Material aus einem Datensatz zur Punktmarkierung:
:::
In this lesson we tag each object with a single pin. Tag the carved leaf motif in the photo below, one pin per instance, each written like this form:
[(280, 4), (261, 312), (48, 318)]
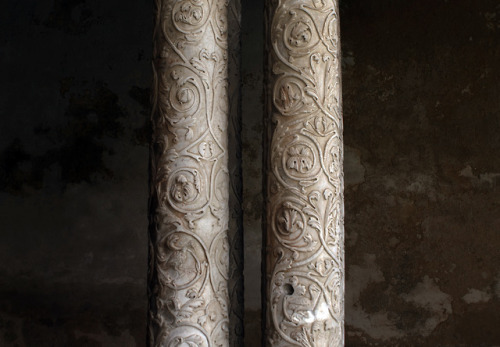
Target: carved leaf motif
[(306, 169)]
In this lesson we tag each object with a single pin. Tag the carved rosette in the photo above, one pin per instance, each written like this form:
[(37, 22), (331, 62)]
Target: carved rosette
[(189, 258), (304, 231)]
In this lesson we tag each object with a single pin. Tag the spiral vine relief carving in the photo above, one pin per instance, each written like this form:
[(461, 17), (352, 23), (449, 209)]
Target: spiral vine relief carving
[(304, 233), (193, 272)]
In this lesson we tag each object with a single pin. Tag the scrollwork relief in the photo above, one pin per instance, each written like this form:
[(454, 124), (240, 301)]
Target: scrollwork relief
[(191, 226), (304, 234)]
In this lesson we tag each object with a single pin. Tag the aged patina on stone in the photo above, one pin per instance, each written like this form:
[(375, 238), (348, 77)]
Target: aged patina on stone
[(192, 275), (304, 257)]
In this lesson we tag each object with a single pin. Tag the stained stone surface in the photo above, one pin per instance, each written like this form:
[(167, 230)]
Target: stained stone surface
[(421, 133)]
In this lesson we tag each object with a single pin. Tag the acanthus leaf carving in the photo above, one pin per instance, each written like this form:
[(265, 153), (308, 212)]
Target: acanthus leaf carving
[(305, 264)]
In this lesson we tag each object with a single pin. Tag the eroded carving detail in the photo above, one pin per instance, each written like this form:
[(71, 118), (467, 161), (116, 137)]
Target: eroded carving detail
[(305, 237), (190, 271)]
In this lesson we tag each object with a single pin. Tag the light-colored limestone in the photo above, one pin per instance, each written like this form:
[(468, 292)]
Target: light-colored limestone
[(190, 270), (305, 235)]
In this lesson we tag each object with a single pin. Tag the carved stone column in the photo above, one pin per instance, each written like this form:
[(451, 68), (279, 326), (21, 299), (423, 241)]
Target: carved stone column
[(189, 262), (304, 256)]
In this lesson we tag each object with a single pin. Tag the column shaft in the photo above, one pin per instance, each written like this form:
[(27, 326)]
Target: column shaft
[(304, 283), (189, 263)]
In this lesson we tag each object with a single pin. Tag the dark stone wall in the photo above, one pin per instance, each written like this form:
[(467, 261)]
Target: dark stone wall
[(421, 84)]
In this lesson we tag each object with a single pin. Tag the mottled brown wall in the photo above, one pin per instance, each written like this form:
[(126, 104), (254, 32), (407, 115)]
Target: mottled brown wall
[(422, 130), (421, 84)]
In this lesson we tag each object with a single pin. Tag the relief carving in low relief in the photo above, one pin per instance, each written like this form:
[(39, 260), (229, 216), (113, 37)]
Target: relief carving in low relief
[(305, 237), (191, 277)]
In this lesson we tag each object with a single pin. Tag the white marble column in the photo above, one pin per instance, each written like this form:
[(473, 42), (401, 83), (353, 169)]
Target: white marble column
[(189, 258), (304, 282)]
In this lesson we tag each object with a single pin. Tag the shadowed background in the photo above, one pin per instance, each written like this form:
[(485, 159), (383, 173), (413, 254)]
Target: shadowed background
[(422, 167)]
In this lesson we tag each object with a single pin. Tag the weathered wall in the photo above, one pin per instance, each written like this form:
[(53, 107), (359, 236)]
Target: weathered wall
[(422, 135), (422, 130)]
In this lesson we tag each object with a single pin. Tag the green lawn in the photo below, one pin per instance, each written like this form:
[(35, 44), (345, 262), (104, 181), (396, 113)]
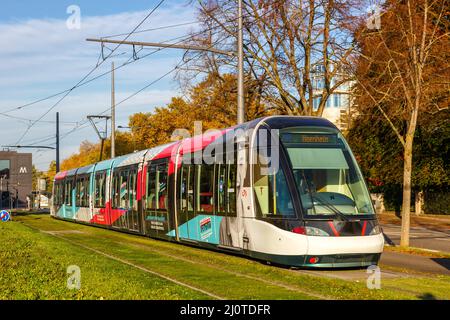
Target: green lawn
[(34, 264)]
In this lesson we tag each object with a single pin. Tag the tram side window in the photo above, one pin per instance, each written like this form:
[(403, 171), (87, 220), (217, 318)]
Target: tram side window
[(187, 188), (205, 188), (231, 189), (82, 191), (271, 191), (116, 189), (68, 192), (100, 189), (60, 193), (157, 186), (56, 194), (132, 179), (221, 180), (123, 191)]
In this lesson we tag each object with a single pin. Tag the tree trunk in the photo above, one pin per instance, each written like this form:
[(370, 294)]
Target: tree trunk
[(406, 204)]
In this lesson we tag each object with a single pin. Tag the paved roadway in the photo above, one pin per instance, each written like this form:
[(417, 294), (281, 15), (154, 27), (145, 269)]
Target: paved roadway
[(420, 237)]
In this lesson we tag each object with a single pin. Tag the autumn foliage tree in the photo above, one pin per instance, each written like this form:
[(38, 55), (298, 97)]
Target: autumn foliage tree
[(404, 71), (212, 101), (285, 44)]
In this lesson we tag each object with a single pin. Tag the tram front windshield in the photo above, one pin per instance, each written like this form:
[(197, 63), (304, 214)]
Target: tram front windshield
[(326, 174)]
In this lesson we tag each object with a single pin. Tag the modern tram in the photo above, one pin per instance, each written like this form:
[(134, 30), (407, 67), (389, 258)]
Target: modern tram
[(283, 189)]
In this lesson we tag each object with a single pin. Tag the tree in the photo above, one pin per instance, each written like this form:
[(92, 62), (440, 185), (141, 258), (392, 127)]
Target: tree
[(403, 71), (286, 44), (213, 102), (380, 155)]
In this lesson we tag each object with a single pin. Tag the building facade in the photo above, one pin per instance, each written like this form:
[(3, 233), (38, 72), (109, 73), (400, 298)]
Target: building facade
[(15, 179)]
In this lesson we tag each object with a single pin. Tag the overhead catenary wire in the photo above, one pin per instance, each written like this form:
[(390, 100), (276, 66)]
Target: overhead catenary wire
[(81, 125), (90, 72), (103, 74)]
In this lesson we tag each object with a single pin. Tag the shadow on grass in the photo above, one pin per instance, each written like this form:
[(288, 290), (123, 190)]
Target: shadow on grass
[(427, 296), (445, 262)]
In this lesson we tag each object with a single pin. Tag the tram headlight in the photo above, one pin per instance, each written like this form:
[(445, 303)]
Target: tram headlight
[(311, 231)]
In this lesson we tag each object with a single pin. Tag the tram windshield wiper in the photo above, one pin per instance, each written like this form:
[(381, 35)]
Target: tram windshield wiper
[(330, 206)]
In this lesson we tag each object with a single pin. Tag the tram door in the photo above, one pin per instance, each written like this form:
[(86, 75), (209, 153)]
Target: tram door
[(156, 204), (186, 203)]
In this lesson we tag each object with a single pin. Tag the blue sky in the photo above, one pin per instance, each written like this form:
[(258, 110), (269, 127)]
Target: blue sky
[(41, 56)]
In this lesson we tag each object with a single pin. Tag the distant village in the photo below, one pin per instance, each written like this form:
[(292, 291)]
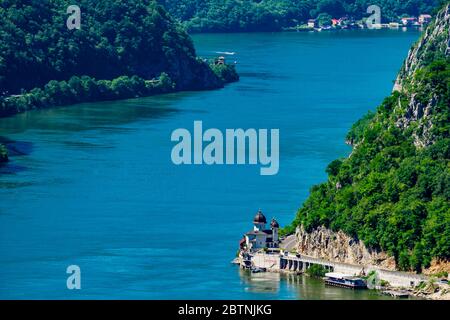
:::
ARBEITSANWEISUNG: Gib die Zeilen des Materials von der Zeile mit „Tag the scrollwork“ bis einschließlich der Zeile mit „[(305, 237), (190, 271)]“ samt den Aufträgen erneut aus, wobei du jede Koordinate in den Antworten mit 0,8 multiplizierst und auf ganze Zahlen rundest (bei ,5 aufrunden). Die Formatvorgaben in den Aufträgen bleiben unverändert.

LÖSUNG:
In this lesson we tag each object with a single pin. Tag the scrollwork relief in the photo above, one pin per instance, each written like this form:
[(454, 124), (240, 301)]
Target: scrollwork relief
[(153, 181), (243, 187)]
In this lesson we tag each object with a single pin. Tag the aged patina on stone in the photo above, one pin per instance, each written like this form:
[(375, 238), (348, 77)]
Target: aged patina on stone
[(154, 220), (243, 206)]
In this lesson we tag each object with a single pin. Tag the stained stone surface in the photo above, one pin per instance, each written like this form:
[(167, 230)]
Target: stained stone surface
[(337, 106)]
In this lesson we tag each object with a single pin. Tag the acanthus leaf carving in the photo above, one pin per instance, each written like this form:
[(265, 153), (308, 212)]
Target: acanthus leaf carving
[(244, 211)]
In this lesson we tag each object with a single pin. Tag the eroded carving detail in the photo above, one pin per instance, each written like this form:
[(71, 118), (467, 161), (116, 137)]
Target: eroded carving detail
[(244, 190), (152, 217)]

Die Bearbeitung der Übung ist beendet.